FlexLA unifies various linear attention variants into a three-stage abstraction: "intra-chunk computation / inter-chunk state propagation / output merging." This allows users to describe algorithms in dozens of lines of PyTorch. A domain-specific compiler then automatically generates high-performance Triton kernels fused with computation and communication, achieving or exceeding the expert-handwritten library FLA (\(1.01\times \text{--} 4.9\times\)) on a single GPU, and up to \(7.2\times\) speedup over LASP2 on distributed systems, with near-linear scaling up to 128 GPUs and 16 million tokens.

Background & Motivation¶

Background: The \(O(L^2d)\) complexity of softmax attention is a core bottleneck for long contexts, leading to many linear complexity variants like Mamba, RetNet, RWKV, GLA, HGRN, and Gated DeltaNet. These remove softmax and utilize the associative property to rearrange computation into a linear recurrence \(S_t = S_{t-1} + k_t v_t^\top,\ o_t = q_t S_t\), balancing parallelism and FLOPs via chunk-wise parallelism.

Entries supplied
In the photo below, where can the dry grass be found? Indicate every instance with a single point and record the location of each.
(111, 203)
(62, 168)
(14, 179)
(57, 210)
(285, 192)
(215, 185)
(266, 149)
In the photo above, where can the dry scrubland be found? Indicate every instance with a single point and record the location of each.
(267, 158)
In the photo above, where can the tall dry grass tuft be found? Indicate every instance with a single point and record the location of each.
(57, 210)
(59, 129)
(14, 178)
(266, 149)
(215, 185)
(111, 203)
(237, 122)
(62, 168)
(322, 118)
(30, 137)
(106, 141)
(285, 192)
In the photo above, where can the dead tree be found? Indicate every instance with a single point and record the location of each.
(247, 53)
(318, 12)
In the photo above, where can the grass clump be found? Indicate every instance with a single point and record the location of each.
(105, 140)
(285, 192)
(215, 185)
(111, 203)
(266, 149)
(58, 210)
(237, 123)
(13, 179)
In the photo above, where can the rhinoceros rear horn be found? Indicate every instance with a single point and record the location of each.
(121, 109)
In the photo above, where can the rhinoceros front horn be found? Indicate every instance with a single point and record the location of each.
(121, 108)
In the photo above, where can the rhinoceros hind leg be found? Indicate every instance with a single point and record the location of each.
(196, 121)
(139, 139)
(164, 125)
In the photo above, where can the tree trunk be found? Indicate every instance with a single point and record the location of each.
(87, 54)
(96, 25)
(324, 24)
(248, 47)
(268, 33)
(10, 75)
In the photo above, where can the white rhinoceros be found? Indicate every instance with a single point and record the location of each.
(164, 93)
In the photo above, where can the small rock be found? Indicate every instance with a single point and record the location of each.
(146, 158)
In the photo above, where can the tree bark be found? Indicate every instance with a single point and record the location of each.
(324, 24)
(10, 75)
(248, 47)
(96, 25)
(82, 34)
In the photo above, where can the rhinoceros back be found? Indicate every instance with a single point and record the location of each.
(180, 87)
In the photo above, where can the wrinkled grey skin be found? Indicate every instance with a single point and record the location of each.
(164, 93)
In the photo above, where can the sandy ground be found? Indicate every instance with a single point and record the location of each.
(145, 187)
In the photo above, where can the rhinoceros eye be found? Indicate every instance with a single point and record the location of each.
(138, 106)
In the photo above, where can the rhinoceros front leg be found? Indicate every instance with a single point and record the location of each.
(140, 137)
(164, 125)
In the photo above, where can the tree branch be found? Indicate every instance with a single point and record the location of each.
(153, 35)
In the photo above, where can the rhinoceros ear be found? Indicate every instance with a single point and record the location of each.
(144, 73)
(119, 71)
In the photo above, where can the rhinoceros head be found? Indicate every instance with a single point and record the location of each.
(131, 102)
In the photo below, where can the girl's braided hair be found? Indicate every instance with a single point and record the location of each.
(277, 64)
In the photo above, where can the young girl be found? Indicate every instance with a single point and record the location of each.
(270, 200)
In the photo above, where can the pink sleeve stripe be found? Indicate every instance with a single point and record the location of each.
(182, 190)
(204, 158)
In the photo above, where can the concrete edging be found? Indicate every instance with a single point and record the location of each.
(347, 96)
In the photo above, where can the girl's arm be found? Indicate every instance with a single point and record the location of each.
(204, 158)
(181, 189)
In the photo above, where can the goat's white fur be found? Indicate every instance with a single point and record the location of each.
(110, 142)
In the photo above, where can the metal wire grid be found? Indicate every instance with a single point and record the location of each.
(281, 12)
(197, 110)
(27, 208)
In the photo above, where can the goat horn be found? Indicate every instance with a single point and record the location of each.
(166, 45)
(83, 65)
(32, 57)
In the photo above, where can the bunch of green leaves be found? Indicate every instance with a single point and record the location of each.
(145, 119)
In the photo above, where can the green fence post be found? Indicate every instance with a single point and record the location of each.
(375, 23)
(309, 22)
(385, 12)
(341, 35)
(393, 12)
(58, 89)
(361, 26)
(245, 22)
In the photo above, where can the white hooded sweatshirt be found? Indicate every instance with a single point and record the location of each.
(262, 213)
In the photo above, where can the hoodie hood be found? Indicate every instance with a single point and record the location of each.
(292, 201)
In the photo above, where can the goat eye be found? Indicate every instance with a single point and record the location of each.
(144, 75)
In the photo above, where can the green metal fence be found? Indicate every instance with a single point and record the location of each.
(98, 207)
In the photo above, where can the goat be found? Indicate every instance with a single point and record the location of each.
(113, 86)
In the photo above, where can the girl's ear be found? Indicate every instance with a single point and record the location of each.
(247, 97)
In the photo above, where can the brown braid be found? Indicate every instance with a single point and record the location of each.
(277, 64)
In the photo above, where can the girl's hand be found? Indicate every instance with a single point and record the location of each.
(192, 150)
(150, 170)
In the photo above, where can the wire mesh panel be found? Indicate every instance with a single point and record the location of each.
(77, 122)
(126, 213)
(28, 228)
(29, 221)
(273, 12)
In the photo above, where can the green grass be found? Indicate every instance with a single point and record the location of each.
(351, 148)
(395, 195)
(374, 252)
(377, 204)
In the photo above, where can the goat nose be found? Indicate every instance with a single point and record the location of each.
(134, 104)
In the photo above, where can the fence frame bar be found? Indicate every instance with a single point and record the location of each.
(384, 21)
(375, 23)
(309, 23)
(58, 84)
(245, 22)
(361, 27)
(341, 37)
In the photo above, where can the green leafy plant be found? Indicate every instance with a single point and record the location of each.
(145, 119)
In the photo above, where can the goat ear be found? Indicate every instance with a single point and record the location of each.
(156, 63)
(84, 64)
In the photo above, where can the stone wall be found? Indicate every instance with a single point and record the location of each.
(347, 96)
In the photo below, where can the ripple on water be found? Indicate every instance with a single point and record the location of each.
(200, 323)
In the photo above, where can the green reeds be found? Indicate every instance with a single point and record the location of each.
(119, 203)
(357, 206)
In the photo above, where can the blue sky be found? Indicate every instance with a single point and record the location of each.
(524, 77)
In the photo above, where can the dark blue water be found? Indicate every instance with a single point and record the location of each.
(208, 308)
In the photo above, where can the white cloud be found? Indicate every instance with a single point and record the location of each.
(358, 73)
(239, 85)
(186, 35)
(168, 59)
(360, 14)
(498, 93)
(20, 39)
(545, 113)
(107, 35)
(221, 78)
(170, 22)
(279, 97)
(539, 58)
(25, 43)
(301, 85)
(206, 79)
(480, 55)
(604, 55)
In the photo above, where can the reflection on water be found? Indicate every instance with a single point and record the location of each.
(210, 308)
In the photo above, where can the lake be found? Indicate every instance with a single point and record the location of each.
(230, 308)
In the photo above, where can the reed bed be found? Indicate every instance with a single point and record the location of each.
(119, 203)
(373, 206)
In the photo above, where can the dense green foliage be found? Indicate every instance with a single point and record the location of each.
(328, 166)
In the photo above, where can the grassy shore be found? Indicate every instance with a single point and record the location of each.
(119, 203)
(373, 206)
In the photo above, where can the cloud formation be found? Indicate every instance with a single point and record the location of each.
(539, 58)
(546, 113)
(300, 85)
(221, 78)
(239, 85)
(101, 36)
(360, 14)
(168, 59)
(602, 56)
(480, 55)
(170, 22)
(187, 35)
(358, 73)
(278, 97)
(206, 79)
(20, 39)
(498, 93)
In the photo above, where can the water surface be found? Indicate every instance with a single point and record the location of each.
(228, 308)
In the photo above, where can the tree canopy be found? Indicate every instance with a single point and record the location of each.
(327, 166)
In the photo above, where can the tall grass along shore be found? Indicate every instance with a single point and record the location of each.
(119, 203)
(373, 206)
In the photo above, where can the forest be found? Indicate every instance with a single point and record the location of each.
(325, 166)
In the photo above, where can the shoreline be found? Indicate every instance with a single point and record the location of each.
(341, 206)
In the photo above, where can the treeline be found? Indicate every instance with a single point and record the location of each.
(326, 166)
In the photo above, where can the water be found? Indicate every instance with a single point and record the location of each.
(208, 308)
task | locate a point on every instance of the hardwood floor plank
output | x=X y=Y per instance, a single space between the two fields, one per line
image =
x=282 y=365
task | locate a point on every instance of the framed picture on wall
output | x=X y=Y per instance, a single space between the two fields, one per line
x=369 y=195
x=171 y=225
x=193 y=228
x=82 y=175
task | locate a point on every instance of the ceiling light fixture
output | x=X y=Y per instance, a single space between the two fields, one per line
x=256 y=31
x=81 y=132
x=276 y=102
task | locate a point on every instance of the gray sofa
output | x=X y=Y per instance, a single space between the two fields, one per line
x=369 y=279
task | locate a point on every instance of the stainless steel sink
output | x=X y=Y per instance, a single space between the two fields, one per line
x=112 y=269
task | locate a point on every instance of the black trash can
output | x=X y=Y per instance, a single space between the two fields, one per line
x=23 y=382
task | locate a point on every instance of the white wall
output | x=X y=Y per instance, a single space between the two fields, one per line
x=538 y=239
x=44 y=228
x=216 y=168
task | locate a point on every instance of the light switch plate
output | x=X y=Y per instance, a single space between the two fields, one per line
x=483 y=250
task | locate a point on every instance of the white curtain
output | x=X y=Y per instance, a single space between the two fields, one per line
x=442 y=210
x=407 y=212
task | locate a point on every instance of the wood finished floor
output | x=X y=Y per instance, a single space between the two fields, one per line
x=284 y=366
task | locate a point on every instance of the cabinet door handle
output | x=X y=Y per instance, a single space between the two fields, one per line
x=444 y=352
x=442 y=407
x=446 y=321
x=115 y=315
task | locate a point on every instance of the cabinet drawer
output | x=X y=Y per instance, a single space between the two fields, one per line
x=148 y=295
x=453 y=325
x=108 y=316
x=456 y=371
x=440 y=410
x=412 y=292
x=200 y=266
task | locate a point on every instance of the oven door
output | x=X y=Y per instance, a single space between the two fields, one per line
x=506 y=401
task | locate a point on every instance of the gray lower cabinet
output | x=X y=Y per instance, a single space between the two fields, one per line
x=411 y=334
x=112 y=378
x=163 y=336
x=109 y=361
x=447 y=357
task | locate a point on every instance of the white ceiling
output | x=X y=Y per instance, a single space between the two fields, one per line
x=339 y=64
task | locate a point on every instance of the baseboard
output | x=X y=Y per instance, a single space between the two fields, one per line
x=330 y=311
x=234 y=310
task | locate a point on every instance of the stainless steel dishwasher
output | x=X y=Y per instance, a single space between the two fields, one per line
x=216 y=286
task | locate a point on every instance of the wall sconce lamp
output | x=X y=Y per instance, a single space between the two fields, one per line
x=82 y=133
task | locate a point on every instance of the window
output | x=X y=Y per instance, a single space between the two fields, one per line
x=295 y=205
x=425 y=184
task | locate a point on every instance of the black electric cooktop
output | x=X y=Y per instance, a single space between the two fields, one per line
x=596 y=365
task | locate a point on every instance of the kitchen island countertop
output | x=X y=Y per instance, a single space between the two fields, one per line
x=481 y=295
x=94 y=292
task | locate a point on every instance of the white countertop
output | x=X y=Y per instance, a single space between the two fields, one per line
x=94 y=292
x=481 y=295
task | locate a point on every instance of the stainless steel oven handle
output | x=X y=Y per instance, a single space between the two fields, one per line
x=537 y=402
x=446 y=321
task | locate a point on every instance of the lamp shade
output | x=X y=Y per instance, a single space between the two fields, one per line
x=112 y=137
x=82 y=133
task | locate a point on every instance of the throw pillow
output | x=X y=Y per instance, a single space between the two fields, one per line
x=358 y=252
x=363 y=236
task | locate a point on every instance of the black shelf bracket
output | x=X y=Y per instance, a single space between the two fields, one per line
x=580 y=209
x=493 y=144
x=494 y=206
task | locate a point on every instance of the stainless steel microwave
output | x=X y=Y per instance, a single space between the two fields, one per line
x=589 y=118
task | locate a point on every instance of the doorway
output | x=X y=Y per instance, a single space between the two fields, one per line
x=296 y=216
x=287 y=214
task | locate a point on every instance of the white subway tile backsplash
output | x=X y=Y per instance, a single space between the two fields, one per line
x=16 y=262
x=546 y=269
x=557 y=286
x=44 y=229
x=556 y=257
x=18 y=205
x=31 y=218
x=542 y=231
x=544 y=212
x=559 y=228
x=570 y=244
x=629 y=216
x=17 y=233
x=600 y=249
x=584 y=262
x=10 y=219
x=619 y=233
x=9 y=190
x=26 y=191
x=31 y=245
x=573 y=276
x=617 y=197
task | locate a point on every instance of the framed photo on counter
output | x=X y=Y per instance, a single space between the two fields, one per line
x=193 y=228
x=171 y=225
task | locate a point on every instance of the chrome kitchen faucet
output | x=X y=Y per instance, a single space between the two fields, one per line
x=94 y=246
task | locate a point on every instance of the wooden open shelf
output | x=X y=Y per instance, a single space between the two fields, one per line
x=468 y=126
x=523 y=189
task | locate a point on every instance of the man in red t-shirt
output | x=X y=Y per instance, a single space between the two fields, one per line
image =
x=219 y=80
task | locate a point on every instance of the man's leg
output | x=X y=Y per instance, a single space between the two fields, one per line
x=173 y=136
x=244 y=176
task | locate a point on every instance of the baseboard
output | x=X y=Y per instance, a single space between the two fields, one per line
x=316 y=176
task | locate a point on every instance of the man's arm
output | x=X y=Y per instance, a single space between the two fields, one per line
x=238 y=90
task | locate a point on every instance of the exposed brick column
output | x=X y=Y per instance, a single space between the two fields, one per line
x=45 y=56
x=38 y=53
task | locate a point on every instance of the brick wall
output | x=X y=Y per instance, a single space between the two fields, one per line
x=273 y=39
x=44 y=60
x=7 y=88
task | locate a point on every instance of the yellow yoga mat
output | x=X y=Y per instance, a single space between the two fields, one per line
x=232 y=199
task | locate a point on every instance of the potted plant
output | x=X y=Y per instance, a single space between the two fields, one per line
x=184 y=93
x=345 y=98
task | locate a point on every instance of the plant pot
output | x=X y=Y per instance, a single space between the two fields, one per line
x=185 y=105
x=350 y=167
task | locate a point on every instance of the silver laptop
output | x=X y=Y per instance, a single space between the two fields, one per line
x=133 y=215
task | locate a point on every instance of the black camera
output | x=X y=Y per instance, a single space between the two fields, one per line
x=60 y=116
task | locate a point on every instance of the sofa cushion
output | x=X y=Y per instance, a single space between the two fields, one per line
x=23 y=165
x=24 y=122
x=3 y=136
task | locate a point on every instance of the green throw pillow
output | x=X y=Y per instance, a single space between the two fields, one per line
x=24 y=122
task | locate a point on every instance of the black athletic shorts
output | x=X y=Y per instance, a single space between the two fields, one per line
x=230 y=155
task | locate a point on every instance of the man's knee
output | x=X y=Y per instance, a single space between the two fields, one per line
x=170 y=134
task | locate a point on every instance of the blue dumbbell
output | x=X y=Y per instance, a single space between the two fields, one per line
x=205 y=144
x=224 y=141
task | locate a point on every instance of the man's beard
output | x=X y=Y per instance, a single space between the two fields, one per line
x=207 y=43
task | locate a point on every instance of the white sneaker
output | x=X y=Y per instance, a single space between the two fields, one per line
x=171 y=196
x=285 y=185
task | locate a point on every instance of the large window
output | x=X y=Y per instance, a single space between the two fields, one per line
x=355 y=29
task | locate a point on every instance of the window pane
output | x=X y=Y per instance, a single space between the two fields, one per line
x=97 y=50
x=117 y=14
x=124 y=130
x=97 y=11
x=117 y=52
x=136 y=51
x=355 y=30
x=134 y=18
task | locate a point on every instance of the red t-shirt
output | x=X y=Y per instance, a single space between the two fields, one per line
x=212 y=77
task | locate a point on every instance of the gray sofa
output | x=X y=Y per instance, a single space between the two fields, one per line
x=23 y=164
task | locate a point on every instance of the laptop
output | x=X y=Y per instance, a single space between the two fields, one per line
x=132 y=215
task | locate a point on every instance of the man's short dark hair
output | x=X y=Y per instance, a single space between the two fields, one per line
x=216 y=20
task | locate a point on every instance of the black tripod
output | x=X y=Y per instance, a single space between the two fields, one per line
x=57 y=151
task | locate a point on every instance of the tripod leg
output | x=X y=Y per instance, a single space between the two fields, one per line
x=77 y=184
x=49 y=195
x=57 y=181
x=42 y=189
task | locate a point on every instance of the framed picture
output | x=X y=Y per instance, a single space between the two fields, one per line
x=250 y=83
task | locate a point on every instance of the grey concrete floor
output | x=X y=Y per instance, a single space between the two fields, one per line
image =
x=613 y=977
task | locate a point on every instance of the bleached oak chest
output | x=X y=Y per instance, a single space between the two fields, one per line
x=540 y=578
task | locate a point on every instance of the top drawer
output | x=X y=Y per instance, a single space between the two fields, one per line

Given problem A
Decide whether each statement agrees with the FlexLA excerpt, answering yes or no and quoting the words that settle it: (i) a compiler produces the Triton kernels automatically; (ii) near-linear scaling is reported up to 64 GPUs; (iii) the linear complexity variants keep softmax.
Given problem B
Name every linear complexity variant that the FlexLA excerpt lists.
Given problem C
Copy out everything in the FlexLA excerpt from "FlexLA unifies various" down to "16 million tokens.".
The lines have no connection to the FlexLA excerpt.

Output A
(i) Yes: "A domain-specific compiler then automatically generates high-performance Triton kernels"
(ii) No: "near-linear scaling up to 128 GPUs and 16 million tokens"
(iii) No: "These remove softmax and utilize the associative property"

Output B
Mamba, RetNet, RWKV, GLA, HGRN, Gated DeltaNet

Output C
FlexLA unifies various linear attention variants into a three-stage abstraction: "intra-chunk computation / inter-chunk state propagation / output merging." This allows users to describe algorithms in dozens of lines of PyTorch. A domain-specific compiler then automatically generates high-performance Triton kernels fused with computation and communication, achieving or exceeding the expert-handwritten library FLA (\(1.01\times \text{--} 4.9\times\)) on a single GPU, and up to \(7.2\times\) speedup over LASP2 on distributed systems, with near-linear scaling up to 128 GPUs and 16 million tokens.